Excerpts from point annotation data:
──────

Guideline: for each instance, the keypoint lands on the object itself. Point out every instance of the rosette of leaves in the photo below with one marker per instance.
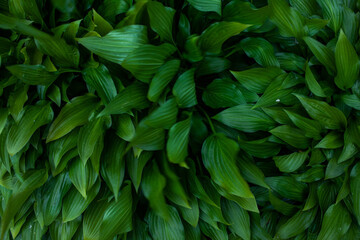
(186, 119)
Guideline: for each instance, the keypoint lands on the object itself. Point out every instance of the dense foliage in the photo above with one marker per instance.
(179, 119)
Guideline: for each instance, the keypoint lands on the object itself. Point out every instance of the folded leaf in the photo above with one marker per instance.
(72, 115)
(218, 155)
(347, 63)
(117, 44)
(251, 120)
(212, 39)
(184, 89)
(21, 132)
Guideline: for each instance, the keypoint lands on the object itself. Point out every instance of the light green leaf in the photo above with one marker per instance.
(21, 132)
(312, 128)
(328, 116)
(222, 93)
(287, 19)
(31, 181)
(238, 218)
(257, 79)
(132, 97)
(104, 220)
(331, 141)
(298, 223)
(336, 222)
(178, 141)
(33, 74)
(152, 186)
(162, 78)
(161, 19)
(251, 120)
(291, 162)
(218, 155)
(117, 44)
(347, 63)
(74, 203)
(206, 5)
(82, 176)
(136, 166)
(312, 84)
(212, 39)
(145, 61)
(162, 229)
(325, 56)
(100, 79)
(164, 116)
(72, 115)
(184, 89)
(261, 50)
(113, 163)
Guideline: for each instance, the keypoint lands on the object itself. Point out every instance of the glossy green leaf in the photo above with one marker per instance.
(33, 118)
(184, 89)
(161, 19)
(145, 61)
(72, 115)
(218, 155)
(347, 63)
(117, 44)
(252, 120)
(212, 39)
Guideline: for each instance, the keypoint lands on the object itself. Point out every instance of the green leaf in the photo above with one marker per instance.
(212, 39)
(162, 229)
(298, 223)
(252, 120)
(178, 141)
(218, 155)
(328, 116)
(333, 11)
(100, 79)
(291, 162)
(132, 97)
(152, 186)
(136, 166)
(354, 187)
(325, 56)
(336, 222)
(207, 6)
(184, 89)
(82, 176)
(164, 116)
(33, 74)
(292, 136)
(74, 203)
(261, 50)
(222, 93)
(287, 19)
(331, 141)
(31, 181)
(72, 115)
(21, 132)
(288, 187)
(312, 84)
(312, 128)
(105, 220)
(161, 19)
(145, 61)
(117, 44)
(162, 78)
(347, 63)
(89, 134)
(238, 218)
(113, 164)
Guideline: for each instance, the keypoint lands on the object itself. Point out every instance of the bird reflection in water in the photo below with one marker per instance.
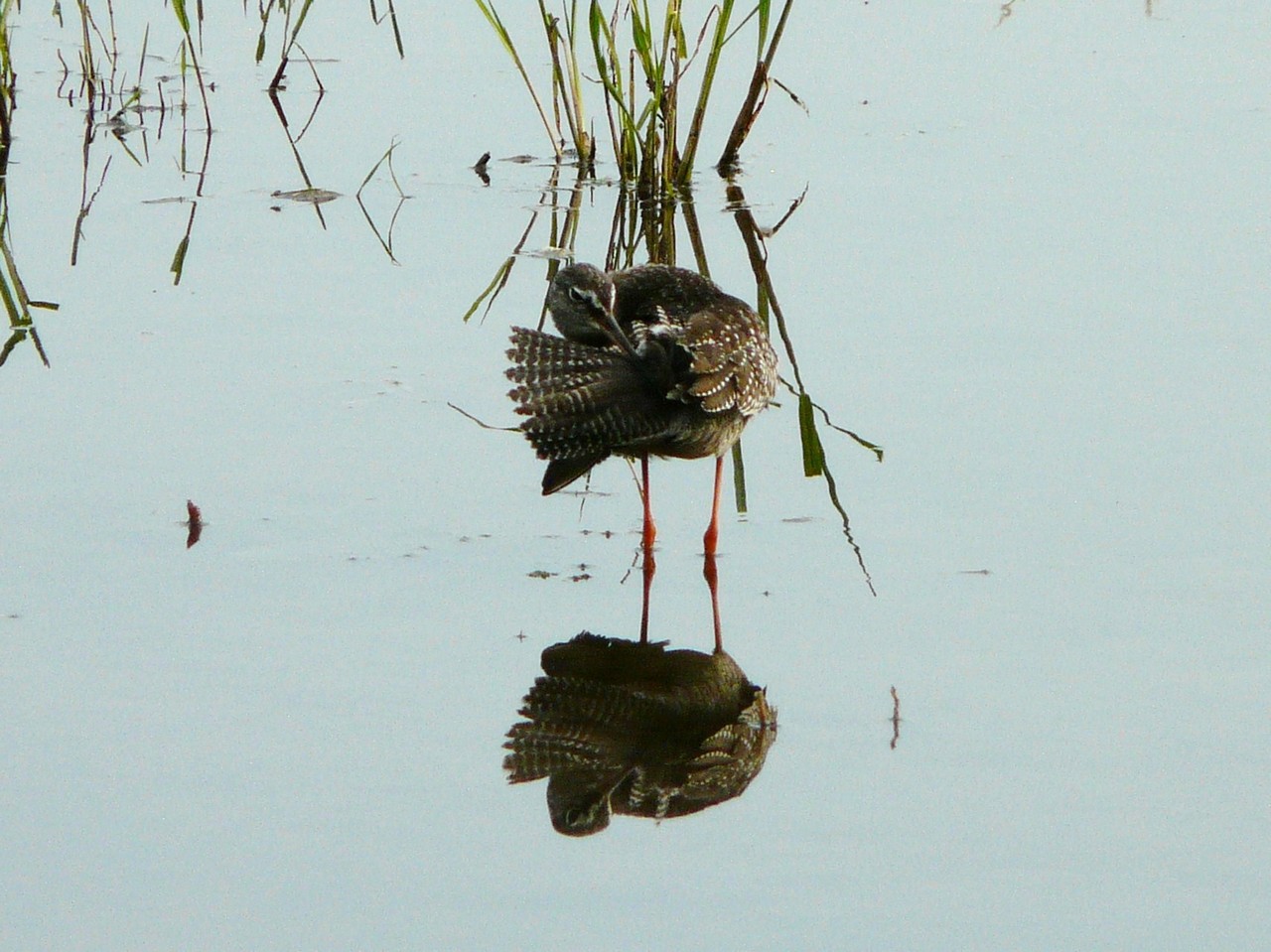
(636, 729)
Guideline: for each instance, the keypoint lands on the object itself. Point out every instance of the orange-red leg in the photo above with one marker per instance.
(708, 572)
(649, 533)
(649, 568)
(712, 534)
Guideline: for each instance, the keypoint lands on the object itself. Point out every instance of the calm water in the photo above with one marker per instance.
(1033, 263)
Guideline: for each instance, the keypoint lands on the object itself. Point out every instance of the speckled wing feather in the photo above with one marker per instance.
(582, 403)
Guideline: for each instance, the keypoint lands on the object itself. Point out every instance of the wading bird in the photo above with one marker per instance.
(652, 361)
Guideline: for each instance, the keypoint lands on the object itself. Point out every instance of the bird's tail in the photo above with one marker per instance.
(580, 400)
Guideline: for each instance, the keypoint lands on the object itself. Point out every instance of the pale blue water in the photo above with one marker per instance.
(1034, 267)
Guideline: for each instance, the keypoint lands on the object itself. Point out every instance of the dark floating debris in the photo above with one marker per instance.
(195, 524)
(480, 168)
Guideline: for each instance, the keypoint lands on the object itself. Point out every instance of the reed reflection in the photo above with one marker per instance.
(648, 231)
(636, 729)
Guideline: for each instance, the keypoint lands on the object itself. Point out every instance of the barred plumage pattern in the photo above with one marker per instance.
(653, 359)
(626, 728)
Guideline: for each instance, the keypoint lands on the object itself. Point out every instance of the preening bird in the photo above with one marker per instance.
(652, 361)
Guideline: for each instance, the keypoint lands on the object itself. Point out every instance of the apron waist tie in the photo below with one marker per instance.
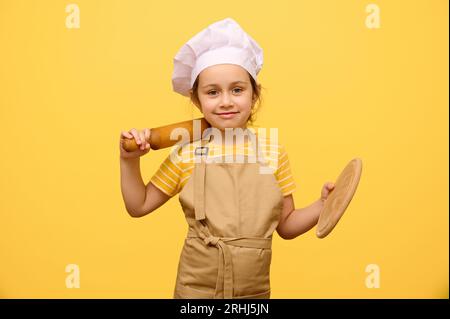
(225, 267)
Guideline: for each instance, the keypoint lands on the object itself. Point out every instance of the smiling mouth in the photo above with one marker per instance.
(225, 113)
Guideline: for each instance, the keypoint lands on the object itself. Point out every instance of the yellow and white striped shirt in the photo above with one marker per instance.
(177, 168)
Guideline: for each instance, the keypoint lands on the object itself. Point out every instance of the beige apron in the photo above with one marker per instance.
(232, 210)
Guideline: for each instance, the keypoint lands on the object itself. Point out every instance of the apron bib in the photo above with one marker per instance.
(232, 210)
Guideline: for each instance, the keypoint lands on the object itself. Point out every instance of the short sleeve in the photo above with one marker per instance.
(283, 173)
(167, 178)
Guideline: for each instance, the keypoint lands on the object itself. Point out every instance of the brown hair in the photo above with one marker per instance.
(256, 97)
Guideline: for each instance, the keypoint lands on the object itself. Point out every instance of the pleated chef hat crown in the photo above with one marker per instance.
(221, 42)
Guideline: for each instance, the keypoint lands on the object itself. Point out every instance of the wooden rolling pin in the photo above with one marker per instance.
(160, 136)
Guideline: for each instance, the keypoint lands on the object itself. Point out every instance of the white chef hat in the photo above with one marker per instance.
(223, 42)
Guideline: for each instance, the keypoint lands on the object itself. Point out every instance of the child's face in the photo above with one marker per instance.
(224, 103)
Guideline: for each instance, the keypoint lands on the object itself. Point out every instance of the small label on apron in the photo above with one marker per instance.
(201, 150)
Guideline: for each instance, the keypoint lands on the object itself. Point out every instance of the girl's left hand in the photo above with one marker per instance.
(326, 190)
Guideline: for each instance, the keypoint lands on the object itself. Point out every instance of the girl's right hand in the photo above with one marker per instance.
(142, 138)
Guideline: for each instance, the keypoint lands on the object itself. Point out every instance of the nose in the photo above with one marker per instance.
(226, 101)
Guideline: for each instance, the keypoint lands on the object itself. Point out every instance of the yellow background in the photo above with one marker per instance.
(335, 89)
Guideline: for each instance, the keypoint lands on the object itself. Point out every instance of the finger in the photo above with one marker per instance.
(126, 134)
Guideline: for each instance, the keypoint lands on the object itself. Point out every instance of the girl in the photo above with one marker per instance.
(232, 209)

──────

• **AIM**
Skip the pictures and print each record exactly as it stands.

• **THE RESPONSE**
Guideline: for each instance, the keypoint lands on the object itself. Point out every instance of the rosette of leaves in the photo below with one marker per instance.
(186, 119)
Guideline: for each instance, the keypoint lands on the object itself. Point out every instance of the dense foliage in the photo above with one marker per instance.
(179, 119)
Guideline: for each instance, the keypoint lands on the object itself. Point out every instance of the folded leaf in the photo above with one marker per instance.
(72, 115)
(218, 155)
(347, 63)
(117, 44)
(251, 120)
(212, 39)
(184, 89)
(21, 132)
Guideline: for each instance, the keypoint lands on the object itself. Point out every instance of the light green leaf in the photo above with one marker per instance.
(21, 132)
(312, 128)
(328, 116)
(222, 93)
(287, 19)
(31, 181)
(238, 218)
(257, 79)
(132, 97)
(104, 220)
(331, 141)
(298, 223)
(336, 222)
(178, 141)
(33, 74)
(152, 186)
(162, 78)
(161, 19)
(251, 120)
(291, 162)
(218, 155)
(117, 44)
(347, 63)
(74, 203)
(206, 5)
(82, 176)
(136, 166)
(312, 84)
(212, 39)
(145, 61)
(162, 229)
(325, 56)
(100, 79)
(164, 116)
(72, 115)
(184, 89)
(261, 50)
(113, 163)
Guideline: for each instance, the keypoint lands on the object itself. Point out every instance of the glossy green leaf in the photo above with one marker per instance.
(33, 118)
(184, 89)
(161, 19)
(145, 61)
(72, 115)
(218, 155)
(347, 63)
(117, 44)
(252, 120)
(212, 39)
Guideline: for each instance, the keypoint lands on the object itself. Point out every instance of the green leaf in the photo above with one marker per instance.
(212, 39)
(162, 229)
(298, 223)
(252, 120)
(178, 141)
(218, 155)
(328, 116)
(333, 11)
(100, 79)
(291, 162)
(132, 97)
(152, 186)
(136, 166)
(354, 187)
(325, 56)
(336, 222)
(207, 6)
(184, 89)
(82, 176)
(164, 116)
(33, 74)
(292, 136)
(74, 203)
(261, 50)
(222, 93)
(287, 19)
(331, 141)
(31, 181)
(72, 115)
(21, 132)
(288, 187)
(312, 84)
(312, 128)
(105, 220)
(161, 19)
(145, 61)
(117, 44)
(162, 78)
(347, 63)
(89, 134)
(238, 218)
(113, 164)
Guideline: for each instance, the keypoint lands on the object itself. Point out every instance of the bird reflection in water in the photo below with one marker per instance.
(636, 729)
Guideline: for each instance, the keypoint lands on the object itself. Point out every instance of the orange-red leg in the photo above with one marker per instance.
(708, 572)
(649, 533)
(649, 568)
(712, 534)
Guideline: for each instance, the keypoint lands on the object itself. Point out every instance of the calm water in the photo above with one marker per instance.
(1033, 263)
Guideline: for each instance, the keypoint lands on the object itself. Point out every instance of the speckled wing feather in the photo above with one marker per instance.
(582, 403)
Guideline: for each instance, the keypoint lands on the object itself. Point out every instance of the wading bird in the photo above with one marker per instance.
(652, 361)
Guideline: for each instance, the keypoint lands on the object itself. Point out every instance of the bird's tail in the photo above with one marker per instance.
(580, 400)
Guideline: for each instance, the keypoint lands on the object itself. Point out every instance of the pale blue water in the photo above with one marker per instance.
(1034, 267)
Guideline: for each instance, the keypoint lands on the object itself. Point out every instance of the dark floating debris in the photo above with one marker per instance.
(195, 524)
(480, 168)
Guideline: for each instance, the keypoint lands on the object itself. Point out every instance of the reed reflection in the photo above with one marker per instance.
(648, 231)
(636, 729)
Guideline: for each instance, the keypoint lands on the object itself. Point out every instance of the barred plumage pattern in the photo above with one marker per instance.
(653, 359)
(626, 728)
Guideline: for each instance, the keypoint lands on the object itself. Point out every instance of the preening bird in the photo above with one marker per instance.
(652, 361)
Guideline: for each instance, the keypoint lands on the object itself. Point out every instance of the apron waist tie in the photo below with one marker per instance.
(225, 267)
Guideline: for each instance, the keypoint lands on the object itself. Point out every instance of the smiling mouth in the photo above with one marker per instance.
(225, 113)
Guideline: for each instance, the keypoint lands on the object itself. Point out every instance of the yellow and white striped shirt in the photo above with one marker per instance.
(177, 168)
Guideline: for each instance, the keypoint lands on the object itself. Point out every instance of the beige apron in the photo above with one marker per instance.
(232, 210)
Guideline: for each instance, the keypoint lands on the object itself. Point out every instance of the apron bib in the photo above with one marker per instance.
(232, 210)
Guideline: for each instance, the keypoint lands on the object itself. Point out every instance of the short sleeve in the photo above with one marker per instance.
(283, 173)
(167, 178)
Guideline: for each instance, the keypoint lands on the object itself. Point out every instance of the brown hair in the photo above with one marker per instance.
(256, 97)
Guideline: for each instance, the keypoint lands on the object itself. Point out every instance of the pleated chef hat crown in the photo above with one marker per instance.
(221, 42)
Guideline: for each instance, the keypoint lands on the object itself. Point out every instance of the wooden rolling pin in the photo above with one marker per instance.
(160, 136)
Guideline: for each instance, the keypoint lands on the object itself. Point out every instance of the white chef hat in the photo above with one marker per instance.
(223, 42)
Guideline: for each instance, the keypoint lands on the object itself. Point out every instance of the child's face in the photo above with one marker per instance.
(224, 103)
Guideline: for each instance, the keypoint lands on the object itself. Point out every instance of the small label on apron in the photo above with one marker per instance.
(201, 150)
Guideline: for each instance, the keypoint lands on the object itself. Point out every instance of the girl's left hand in the photo above with one marker per instance.
(326, 190)
Guideline: for each instance, the keypoint lands on the object itself. Point out every instance of the girl's right hand in the photo above with one marker per instance.
(142, 138)
Guideline: for each instance, the keypoint lands on the object itself. Point out every instance of the nose in the photo above with one marker per instance.
(226, 101)
Guideline: for each instance, the keypoint lands on the object itself. Point out every instance of the yellow background in the photo above with one marker per instance.
(335, 89)
Guideline: for each instance, the keypoint lands on the object itself. Point out every instance of the finger in the photo above with one marker per instance.
(126, 134)
Guideline: for each instance, the keypoint lands on the object itself. Point out every instance of the girl in the photo above with one marker per instance.
(232, 209)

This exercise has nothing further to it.